→ **STORED ROWS**
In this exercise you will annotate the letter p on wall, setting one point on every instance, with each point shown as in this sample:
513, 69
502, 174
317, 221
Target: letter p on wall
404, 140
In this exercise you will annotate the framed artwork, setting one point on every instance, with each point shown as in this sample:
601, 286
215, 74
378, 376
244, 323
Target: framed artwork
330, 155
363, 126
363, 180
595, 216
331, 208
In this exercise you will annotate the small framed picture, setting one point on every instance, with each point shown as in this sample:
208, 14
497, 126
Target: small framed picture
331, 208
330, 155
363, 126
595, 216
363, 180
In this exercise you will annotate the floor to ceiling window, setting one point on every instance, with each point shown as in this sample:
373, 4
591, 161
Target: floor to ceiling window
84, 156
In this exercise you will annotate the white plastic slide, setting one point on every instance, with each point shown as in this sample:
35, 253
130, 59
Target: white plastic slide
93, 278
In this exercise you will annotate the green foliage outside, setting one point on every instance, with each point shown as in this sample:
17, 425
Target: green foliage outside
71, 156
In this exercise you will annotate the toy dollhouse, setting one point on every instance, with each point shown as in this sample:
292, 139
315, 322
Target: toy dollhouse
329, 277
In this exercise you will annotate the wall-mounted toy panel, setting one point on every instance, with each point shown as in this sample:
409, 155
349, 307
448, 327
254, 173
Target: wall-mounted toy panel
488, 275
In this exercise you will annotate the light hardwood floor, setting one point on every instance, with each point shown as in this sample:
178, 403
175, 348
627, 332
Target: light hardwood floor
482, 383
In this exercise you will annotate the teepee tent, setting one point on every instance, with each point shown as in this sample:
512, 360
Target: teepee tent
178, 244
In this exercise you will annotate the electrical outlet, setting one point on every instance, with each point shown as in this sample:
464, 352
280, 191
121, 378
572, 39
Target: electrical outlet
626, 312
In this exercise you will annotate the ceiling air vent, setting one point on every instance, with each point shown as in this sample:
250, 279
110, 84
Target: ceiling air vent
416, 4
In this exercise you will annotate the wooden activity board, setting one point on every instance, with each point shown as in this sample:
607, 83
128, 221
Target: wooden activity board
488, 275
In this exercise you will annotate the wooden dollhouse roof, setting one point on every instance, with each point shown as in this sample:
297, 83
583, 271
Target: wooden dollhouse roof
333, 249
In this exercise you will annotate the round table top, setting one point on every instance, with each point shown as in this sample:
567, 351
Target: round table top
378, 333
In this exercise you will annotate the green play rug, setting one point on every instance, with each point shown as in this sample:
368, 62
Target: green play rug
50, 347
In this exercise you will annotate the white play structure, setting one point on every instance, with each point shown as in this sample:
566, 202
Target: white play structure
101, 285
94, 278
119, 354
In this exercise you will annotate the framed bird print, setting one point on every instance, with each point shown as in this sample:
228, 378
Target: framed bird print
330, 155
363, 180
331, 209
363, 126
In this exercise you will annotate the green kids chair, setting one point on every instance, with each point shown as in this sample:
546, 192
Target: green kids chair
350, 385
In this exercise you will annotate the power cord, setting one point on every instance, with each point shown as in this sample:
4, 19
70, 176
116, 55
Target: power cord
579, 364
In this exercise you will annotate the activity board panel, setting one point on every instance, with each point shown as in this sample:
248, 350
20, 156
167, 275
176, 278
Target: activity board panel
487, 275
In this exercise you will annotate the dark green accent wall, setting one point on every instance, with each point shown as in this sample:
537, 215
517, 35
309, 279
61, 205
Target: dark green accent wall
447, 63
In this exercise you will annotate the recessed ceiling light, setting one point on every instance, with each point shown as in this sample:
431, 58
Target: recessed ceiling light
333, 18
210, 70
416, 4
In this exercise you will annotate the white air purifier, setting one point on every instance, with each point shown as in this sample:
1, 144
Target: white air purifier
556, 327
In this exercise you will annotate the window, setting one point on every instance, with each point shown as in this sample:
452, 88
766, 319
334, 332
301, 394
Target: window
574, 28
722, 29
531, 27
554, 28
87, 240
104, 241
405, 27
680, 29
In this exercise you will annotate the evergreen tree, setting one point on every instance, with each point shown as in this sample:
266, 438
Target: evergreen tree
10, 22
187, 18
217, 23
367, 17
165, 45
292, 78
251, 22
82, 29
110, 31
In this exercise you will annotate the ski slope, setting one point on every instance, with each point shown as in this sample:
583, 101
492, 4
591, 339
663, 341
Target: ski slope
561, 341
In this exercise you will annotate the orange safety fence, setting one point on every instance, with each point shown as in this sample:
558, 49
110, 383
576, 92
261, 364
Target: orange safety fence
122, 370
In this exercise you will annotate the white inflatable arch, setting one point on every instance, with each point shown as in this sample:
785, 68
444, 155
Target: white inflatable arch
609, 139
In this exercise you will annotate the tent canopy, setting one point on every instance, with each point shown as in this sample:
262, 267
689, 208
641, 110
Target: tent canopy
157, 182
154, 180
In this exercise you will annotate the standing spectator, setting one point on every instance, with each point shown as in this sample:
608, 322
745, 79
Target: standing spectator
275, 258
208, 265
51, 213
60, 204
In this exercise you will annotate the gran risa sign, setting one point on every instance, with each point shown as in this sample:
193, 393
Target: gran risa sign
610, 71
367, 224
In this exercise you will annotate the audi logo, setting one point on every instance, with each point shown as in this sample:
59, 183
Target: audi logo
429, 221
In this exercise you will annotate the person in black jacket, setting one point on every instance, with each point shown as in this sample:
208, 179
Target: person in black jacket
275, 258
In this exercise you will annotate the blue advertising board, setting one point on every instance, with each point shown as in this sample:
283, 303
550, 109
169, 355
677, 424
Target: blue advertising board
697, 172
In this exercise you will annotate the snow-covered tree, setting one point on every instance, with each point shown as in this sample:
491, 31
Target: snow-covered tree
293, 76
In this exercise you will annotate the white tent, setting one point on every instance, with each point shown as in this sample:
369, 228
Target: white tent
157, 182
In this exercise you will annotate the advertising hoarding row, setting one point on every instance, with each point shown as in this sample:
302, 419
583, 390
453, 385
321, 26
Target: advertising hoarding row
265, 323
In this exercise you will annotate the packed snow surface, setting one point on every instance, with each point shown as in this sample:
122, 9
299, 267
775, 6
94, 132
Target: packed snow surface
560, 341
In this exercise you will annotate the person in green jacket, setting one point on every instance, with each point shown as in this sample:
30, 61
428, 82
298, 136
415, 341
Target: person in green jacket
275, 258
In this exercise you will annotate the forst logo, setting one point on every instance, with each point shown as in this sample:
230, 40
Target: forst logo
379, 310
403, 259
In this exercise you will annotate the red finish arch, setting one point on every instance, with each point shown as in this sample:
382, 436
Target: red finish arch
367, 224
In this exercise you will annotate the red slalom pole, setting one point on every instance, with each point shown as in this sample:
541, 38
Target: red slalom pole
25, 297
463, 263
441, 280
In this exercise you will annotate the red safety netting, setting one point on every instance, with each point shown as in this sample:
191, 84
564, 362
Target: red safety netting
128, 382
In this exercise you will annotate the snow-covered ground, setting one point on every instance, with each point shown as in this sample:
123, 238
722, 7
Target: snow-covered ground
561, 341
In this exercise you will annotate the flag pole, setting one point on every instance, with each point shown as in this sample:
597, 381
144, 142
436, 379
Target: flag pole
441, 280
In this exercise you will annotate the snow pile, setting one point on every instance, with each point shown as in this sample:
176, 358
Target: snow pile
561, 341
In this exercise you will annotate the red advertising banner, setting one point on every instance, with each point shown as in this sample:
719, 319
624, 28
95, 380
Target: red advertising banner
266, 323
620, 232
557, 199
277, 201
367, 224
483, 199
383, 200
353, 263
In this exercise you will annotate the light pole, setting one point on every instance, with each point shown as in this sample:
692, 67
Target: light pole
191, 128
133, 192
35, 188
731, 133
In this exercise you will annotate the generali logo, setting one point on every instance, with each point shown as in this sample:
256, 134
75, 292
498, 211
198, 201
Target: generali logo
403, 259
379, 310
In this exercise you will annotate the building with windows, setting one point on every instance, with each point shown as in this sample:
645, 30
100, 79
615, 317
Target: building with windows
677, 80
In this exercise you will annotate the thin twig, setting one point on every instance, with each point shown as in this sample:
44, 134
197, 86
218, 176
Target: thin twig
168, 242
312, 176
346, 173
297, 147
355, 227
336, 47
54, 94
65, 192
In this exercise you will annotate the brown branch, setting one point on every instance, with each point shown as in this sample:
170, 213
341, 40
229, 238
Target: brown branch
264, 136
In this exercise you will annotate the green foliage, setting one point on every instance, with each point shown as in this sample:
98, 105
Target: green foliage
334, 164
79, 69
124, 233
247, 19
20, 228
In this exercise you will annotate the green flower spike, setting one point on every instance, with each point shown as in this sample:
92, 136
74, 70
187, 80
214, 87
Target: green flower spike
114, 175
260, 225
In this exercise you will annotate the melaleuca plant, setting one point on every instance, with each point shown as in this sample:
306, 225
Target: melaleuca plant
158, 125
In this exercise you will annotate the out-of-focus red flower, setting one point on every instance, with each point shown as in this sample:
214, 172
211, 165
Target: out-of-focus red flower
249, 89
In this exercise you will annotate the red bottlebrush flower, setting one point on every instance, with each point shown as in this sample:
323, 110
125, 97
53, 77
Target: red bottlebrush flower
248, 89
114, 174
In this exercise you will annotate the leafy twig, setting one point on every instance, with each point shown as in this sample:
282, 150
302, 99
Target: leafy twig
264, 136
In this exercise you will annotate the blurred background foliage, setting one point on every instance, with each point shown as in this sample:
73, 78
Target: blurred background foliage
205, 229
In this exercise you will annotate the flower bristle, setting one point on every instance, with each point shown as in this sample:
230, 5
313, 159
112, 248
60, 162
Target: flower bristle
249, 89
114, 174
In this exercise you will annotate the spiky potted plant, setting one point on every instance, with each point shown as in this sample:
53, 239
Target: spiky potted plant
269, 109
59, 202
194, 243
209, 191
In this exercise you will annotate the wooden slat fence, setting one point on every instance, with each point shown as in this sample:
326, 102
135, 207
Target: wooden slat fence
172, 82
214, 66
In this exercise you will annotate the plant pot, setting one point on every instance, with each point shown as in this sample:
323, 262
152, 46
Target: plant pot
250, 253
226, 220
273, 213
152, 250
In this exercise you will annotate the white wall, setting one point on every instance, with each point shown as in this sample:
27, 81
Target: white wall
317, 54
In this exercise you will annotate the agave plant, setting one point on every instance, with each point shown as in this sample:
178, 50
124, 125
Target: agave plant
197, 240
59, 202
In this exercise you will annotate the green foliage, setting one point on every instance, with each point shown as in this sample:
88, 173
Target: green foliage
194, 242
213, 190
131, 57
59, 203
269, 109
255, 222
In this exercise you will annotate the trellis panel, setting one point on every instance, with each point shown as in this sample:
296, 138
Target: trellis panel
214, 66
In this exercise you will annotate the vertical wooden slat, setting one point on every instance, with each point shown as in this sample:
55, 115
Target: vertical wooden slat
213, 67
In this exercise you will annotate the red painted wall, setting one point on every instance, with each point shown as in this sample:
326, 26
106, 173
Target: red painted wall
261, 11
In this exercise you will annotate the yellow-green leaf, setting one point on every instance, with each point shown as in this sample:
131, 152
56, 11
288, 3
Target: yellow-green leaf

→ **INSTRUCTIONS FOR THE TASK**
Swap "leaf" for "frond" in the data from the line containing "In this exercise you will annotate the yellow-green" through the end of the data, and give those lines again with nothing else changed.

→ **RESULT FOR THIS TASK**
In this exercise you will annotate the yellow-green frond, setting one point on every instance, with each point shown as in this sample:
131, 152
56, 11
288, 3
Target: yellow-green frond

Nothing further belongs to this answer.